> **Aim**: Quote each of the following items verbatim, reproducing every line character for character.

======

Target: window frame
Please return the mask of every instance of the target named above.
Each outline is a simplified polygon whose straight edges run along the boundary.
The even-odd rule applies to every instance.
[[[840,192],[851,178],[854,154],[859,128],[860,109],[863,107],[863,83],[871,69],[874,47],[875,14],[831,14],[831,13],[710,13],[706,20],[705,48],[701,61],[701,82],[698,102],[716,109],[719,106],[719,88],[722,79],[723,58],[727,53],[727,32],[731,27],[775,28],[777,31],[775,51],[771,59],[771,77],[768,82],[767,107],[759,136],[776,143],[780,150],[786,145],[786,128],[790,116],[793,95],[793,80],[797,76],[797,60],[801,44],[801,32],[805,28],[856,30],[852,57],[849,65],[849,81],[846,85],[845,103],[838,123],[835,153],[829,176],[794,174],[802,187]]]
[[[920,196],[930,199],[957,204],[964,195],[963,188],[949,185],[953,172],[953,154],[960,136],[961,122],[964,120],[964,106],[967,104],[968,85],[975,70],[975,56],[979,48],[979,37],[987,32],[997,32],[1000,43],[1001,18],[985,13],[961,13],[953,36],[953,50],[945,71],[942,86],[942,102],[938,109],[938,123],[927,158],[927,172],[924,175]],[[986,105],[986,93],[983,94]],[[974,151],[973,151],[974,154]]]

======

> **Exercise result**:
Target: window frame
Please return the mask of every instance of the target named above.
Each outline is a simplified polygon whose straight edges run along the boundary.
The even-odd rule applies to every instance.
[[[840,192],[851,178],[854,154],[859,128],[860,109],[863,107],[863,83],[871,69],[874,47],[875,14],[831,14],[831,13],[710,13],[706,20],[705,48],[701,61],[701,82],[698,102],[716,109],[719,106],[719,88],[722,79],[723,58],[727,53],[727,32],[731,27],[775,28],[777,31],[775,51],[771,59],[771,77],[768,82],[767,107],[759,136],[776,143],[780,150],[786,145],[786,128],[790,116],[793,95],[793,80],[797,76],[797,60],[801,44],[801,32],[805,28],[856,30],[852,57],[849,65],[849,81],[846,85],[845,103],[838,123],[835,153],[829,176],[794,174],[802,187]]]
[[[920,196],[930,199],[957,204],[964,195],[963,188],[949,185],[953,172],[953,154],[960,136],[961,122],[964,120],[964,106],[967,104],[968,85],[975,70],[975,56],[979,48],[979,37],[987,32],[997,32],[1000,43],[1001,18],[985,13],[961,13],[953,36],[953,50],[945,71],[942,86],[942,102],[938,109],[938,123],[927,158],[927,172],[924,175]],[[986,105],[986,93],[983,94]],[[974,151],[973,151],[974,154]]]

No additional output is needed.